* **Given problem 1**
In the Tet Offensive passage, change "ferocious" to "fierce" and write out the part that begins at the words "The unexpected and" and stops after "many fighting fronts.".
* **Given problem 2**
According to the Tet Offensive passage, how long did Viet Cong guerillas hold the U.S. embassy compound in Saigon?
* **Given problem 3**
Say whether each statement agrees with the Tet Offensive passage. Answer yes or no, quoting the deciding words. (a) Biên Hòa Air Base was home to the Smithsonian's F-100. (b) Saigon had a population of fewer than one million. (c) Mark Bowden described the surprise attacks as a masterpiece of clandestine effort.

Although there were no soaring dogfights for F-100s, a nostalgic former pilot claimed that flying an F-100 was “more fun than sex.” In wartime, however, that feeling was evanescent.
The unexpected and ferocious Tet Offensive jolted American and South Vietnamese troops with blows that were bold, breathtaking and unexpectedly systematized. Beginning when many South Vietnamese soldiers were enjoying holiday leave, the widespread surprise attacks represented what author Mark Bowden calls “a masterpiece of clandestine effort.” While surreptitiously transporting personnel and supplies into South Vietnam, North Vietnamese strategists tried to anticipate every detail in planning an operation with many fighting fronts.
At Tet’s start, Viet Cong units charged Biên Hòa Air Base, home to the Smithsonian’s F100-D. In less than a day, joint efforts on land and in the air defeated the attackers. Among more than 100 Tet strikes, three—Saigon, Huế, and Khe Sanh—captured the global spotlight.
In Saigon, with a population of more than 2 million, the city had long been isolated from the war’s dangers, but Viet Cong guerillas infiltrated the U.S. embassy compound around 2:45 a.m. January 31 and held it for more than six hours.

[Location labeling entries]

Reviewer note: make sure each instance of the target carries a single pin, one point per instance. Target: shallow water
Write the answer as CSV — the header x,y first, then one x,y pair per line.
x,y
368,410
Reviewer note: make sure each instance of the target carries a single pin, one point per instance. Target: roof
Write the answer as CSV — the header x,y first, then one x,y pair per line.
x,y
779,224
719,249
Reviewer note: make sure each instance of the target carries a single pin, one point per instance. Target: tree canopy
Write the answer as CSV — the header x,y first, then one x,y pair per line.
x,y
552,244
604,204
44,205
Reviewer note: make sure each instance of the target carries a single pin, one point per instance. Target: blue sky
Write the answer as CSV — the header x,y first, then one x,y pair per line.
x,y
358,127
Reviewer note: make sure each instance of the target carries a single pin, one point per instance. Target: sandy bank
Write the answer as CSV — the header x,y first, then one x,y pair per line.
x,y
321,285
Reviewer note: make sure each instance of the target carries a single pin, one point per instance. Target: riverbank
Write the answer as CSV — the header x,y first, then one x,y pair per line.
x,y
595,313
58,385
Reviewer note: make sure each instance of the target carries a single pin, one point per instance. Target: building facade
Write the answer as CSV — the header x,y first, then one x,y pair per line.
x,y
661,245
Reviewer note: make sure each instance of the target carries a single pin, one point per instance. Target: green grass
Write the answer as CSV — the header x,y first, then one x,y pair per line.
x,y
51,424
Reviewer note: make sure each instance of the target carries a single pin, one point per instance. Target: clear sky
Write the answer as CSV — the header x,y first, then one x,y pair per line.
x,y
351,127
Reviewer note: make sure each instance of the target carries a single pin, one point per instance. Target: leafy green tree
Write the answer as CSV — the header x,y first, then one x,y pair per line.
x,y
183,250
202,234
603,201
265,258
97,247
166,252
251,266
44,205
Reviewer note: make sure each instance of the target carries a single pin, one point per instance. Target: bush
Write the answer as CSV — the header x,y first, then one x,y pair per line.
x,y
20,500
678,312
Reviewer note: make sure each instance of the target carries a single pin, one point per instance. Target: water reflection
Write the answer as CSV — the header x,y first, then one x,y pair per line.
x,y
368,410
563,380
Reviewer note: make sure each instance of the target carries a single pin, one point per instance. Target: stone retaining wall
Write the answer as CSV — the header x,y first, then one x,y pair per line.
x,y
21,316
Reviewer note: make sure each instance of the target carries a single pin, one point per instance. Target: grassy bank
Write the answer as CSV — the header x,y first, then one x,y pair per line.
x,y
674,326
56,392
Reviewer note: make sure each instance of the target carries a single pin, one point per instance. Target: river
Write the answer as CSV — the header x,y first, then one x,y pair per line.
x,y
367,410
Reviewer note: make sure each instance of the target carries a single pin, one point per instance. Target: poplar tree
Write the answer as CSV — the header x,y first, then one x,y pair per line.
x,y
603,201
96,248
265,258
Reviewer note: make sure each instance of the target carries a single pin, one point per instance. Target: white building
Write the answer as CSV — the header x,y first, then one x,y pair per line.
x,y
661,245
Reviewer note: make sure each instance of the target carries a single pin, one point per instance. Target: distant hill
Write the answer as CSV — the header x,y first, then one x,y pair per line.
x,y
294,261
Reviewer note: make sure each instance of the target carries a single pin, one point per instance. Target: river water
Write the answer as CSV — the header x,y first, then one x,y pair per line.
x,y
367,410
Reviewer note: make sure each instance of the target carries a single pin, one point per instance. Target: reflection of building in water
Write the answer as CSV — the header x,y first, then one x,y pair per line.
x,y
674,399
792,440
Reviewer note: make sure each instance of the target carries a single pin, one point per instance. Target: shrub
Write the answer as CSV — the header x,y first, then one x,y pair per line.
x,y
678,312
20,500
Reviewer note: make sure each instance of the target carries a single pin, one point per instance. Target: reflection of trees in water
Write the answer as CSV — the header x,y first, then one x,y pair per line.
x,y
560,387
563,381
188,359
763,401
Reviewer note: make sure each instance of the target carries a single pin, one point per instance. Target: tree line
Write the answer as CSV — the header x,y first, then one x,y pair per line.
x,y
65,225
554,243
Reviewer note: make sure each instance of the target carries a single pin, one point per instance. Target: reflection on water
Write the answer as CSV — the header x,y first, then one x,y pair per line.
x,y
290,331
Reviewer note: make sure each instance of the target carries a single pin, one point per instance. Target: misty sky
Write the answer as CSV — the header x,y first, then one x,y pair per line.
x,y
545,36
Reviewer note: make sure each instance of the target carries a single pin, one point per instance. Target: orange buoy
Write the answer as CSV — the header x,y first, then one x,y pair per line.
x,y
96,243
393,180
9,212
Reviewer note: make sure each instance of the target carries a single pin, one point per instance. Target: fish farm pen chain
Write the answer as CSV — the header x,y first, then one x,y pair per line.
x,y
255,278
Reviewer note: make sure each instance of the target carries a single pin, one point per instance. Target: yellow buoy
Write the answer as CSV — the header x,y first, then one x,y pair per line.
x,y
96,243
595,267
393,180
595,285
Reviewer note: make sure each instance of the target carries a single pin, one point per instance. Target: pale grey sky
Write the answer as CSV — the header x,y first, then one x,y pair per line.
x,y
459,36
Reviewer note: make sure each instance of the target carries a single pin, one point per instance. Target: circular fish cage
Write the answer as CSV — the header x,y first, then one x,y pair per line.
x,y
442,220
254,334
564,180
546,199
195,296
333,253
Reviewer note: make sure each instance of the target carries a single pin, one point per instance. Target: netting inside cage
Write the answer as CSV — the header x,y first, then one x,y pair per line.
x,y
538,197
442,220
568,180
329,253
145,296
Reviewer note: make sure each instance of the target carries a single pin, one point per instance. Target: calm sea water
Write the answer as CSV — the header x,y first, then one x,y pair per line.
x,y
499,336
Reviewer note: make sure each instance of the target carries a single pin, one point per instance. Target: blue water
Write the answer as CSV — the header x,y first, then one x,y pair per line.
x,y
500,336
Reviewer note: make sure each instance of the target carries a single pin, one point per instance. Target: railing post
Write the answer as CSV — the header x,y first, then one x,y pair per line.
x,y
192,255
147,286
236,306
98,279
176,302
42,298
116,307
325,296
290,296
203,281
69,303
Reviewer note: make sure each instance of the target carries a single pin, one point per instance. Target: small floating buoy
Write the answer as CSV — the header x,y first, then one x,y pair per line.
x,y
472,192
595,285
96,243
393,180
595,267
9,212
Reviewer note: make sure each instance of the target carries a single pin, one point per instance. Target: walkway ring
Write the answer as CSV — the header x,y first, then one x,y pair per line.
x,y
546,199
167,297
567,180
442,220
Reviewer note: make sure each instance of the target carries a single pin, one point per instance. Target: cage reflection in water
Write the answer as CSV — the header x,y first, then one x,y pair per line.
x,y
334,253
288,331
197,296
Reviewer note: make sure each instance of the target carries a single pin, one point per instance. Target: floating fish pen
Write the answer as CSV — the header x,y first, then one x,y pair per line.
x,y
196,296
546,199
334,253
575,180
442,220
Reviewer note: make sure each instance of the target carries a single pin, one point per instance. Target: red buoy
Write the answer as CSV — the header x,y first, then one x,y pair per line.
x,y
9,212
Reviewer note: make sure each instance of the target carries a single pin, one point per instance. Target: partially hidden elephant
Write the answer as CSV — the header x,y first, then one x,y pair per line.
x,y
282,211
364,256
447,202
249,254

* **Answer 1**
The unexpected and fierce Tet Offensive jolted American and South Vietnamese troops with blows that were bold, breathtaking and unexpectedly systematized. Beginning when many South Vietnamese soldiers were enjoying holiday leave, the widespread surprise attacks represented what author Mark Bowden calls “a masterpiece of clandestine effort.” While surreptitiously transporting personnel and supplies into South Vietnam, North Vietnamese strategists tried to anticipate every detail in planning an operation with many fighting fronts.

* **Answer 2**
More than six hours.

* **Answer 3**
(a) Yes: "Biên Hòa Air Base, home to the Smithsonian’s F100-D"
(b) No: "with a population of more than 2 million"
(c) Yes: "what author Mark Bowden calls “a masterpiece of clandestine effort.”"